Report each line of the material below that contains the string "field". Case counts.

------

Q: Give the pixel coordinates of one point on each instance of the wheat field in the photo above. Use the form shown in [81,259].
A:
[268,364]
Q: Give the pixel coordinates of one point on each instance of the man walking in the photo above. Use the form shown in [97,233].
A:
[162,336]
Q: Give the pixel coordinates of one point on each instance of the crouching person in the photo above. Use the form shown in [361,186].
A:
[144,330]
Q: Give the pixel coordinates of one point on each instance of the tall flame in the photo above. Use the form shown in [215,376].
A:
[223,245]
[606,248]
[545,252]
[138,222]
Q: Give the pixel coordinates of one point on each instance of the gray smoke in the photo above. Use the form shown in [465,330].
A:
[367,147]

------

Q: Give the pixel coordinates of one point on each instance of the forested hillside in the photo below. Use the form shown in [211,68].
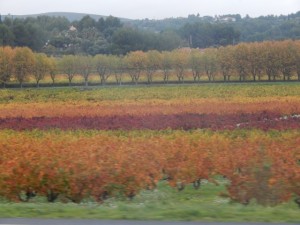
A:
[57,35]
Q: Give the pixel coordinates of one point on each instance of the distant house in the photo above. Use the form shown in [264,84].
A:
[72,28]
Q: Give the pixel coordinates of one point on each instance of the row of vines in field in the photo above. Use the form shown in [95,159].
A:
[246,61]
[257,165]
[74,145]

------

Problem solution ::
Q: Give the pixel coordinates of one point on each instance of the wheat field in the photo above. Use the form shown in [81,259].
Q: Give the pixel coordinates of one point on each instance of the row of vines in field in the photo above. Use the form shown in [95,159].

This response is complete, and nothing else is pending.